[Dataset entries]
_ _ _ _ _

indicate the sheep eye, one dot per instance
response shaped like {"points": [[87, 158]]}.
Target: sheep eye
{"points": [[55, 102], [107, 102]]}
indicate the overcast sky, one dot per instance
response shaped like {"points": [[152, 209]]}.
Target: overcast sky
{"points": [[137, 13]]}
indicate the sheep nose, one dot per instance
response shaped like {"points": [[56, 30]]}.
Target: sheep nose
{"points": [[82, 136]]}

_ _ _ _ _

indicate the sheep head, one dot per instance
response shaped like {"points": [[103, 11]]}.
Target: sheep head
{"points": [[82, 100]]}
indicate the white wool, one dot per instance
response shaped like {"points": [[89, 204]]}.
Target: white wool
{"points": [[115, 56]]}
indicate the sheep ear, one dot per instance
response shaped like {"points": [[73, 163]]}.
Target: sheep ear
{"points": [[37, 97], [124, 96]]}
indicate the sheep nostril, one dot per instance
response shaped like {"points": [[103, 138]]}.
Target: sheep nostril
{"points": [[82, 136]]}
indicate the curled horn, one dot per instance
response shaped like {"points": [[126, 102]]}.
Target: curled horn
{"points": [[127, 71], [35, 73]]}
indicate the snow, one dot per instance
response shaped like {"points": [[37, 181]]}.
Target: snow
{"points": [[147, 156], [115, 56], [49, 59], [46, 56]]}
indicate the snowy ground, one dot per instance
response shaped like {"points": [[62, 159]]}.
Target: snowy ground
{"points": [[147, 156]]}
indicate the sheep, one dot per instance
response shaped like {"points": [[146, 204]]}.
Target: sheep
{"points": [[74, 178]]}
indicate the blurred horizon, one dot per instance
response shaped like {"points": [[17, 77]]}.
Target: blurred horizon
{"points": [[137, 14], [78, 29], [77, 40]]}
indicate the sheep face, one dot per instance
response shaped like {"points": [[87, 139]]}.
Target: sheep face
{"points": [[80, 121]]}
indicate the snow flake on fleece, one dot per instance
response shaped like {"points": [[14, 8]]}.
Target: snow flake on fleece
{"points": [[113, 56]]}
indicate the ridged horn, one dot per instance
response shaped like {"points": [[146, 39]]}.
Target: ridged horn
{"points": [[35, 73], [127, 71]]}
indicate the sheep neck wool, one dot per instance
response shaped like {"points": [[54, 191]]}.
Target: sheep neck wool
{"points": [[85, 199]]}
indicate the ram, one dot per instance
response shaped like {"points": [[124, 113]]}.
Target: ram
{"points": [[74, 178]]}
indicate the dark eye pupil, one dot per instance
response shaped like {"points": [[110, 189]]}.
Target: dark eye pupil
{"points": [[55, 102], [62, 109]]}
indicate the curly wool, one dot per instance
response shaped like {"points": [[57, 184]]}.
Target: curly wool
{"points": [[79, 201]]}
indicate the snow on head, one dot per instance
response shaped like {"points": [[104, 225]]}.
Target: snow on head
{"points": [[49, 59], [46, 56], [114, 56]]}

_ _ _ _ _

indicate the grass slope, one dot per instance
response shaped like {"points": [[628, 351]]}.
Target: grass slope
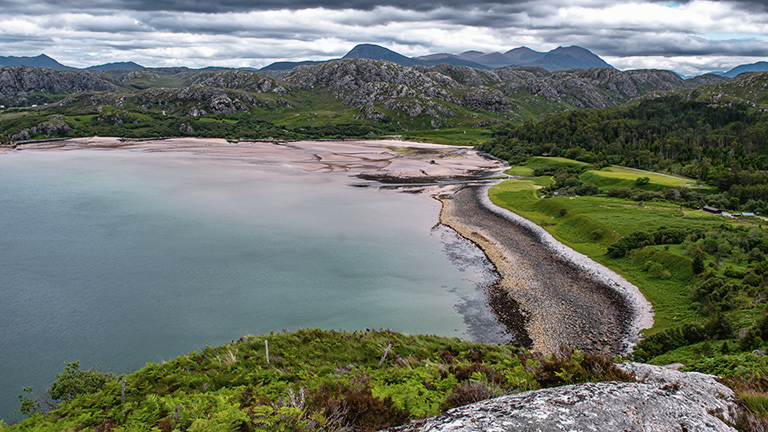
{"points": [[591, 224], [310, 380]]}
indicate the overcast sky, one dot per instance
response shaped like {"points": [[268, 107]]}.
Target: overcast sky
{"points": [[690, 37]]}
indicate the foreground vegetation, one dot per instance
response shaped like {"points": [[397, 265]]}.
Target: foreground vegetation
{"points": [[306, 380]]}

_ _ _ _ _

THE EXERCISE - Find every line in the items above that contains the string "flake", with case counting, and copy each of those lines.

CORRECT OUTPUT -
indicate the snow flake on fleece, one dot per instance
Target: snow flake on fleece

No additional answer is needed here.